# Prompt
Below are entries; write every one of them out again exactly.
══ Records supplied
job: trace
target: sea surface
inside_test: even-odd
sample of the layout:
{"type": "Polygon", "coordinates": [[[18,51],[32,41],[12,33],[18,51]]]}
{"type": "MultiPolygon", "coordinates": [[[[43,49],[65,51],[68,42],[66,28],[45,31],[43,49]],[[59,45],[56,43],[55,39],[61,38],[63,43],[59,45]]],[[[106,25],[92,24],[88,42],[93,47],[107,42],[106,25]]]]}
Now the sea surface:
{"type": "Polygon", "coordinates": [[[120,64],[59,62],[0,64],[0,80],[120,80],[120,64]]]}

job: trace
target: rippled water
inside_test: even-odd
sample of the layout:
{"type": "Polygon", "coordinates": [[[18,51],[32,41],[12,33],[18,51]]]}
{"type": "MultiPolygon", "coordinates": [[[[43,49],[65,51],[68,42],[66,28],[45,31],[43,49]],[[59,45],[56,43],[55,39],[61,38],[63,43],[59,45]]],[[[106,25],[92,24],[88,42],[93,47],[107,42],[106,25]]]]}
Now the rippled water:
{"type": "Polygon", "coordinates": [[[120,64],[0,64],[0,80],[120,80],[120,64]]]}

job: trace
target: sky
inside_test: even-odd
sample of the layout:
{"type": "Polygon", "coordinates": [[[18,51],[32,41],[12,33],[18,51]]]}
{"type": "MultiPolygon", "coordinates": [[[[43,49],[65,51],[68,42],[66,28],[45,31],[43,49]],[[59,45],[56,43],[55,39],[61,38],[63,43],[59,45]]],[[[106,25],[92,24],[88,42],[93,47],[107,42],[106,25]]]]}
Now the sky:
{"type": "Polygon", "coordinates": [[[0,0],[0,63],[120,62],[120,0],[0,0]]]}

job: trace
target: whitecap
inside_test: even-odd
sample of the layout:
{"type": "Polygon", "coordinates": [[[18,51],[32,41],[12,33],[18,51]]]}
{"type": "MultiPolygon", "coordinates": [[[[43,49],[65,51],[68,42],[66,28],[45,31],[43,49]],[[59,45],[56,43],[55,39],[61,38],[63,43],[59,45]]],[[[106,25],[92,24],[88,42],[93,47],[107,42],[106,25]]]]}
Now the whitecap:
════
# The answer
job: trace
target: sea surface
inside_test: even-odd
sample of the layout:
{"type": "Polygon", "coordinates": [[[18,51],[32,41],[12,33],[18,51]]]}
{"type": "MultiPolygon", "coordinates": [[[[43,49],[65,51],[68,42],[66,28],[45,31],[43,49]],[[59,45],[56,43],[55,39],[61,38],[63,43],[59,45]]],[[[106,25],[92,24],[88,42],[93,47],[107,42],[106,25]]]]}
Now the sea surface:
{"type": "Polygon", "coordinates": [[[120,64],[59,62],[0,64],[0,80],[120,80],[120,64]]]}

job: trace
target: rippled water
inside_test: even-odd
sample of the layout:
{"type": "Polygon", "coordinates": [[[18,51],[32,41],[12,33],[18,51]]]}
{"type": "MultiPolygon", "coordinates": [[[[43,49],[65,51],[68,42],[66,28],[45,31],[43,49]],[[59,45],[56,43],[55,39],[61,38],[63,43],[59,45]]],[[[106,25],[92,24],[88,42],[93,47],[107,42],[106,25]]]]}
Now the rippled water:
{"type": "Polygon", "coordinates": [[[120,64],[0,64],[0,80],[120,80],[120,64]]]}

job: trace
target: sky
inside_test: even-odd
sample of the layout:
{"type": "Polygon", "coordinates": [[[18,51],[32,41],[12,33],[18,51]]]}
{"type": "MultiPolygon", "coordinates": [[[[43,49],[65,51],[68,42],[66,28],[45,31],[43,49]],[[59,45],[56,43],[55,39],[61,38],[63,43],[59,45]]],[[[106,25],[92,24],[88,42],[93,47],[107,42],[106,25]]]]}
Now the sky:
{"type": "Polygon", "coordinates": [[[0,0],[0,63],[120,62],[120,0],[0,0]]]}

job: trace
target: whitecap
inside_test: even-odd
sample of the layout:
{"type": "Polygon", "coordinates": [[[18,51],[32,41],[12,33],[18,51]]]}
{"type": "MultiPolygon", "coordinates": [[[[43,49],[65,51],[68,42],[66,28],[45,31],[43,49]],[[59,45],[56,43],[55,39],[61,38],[63,43],[59,45]]],[[[106,25],[92,24],[88,42],[93,47],[107,42],[106,25]]]]}
Now the whitecap:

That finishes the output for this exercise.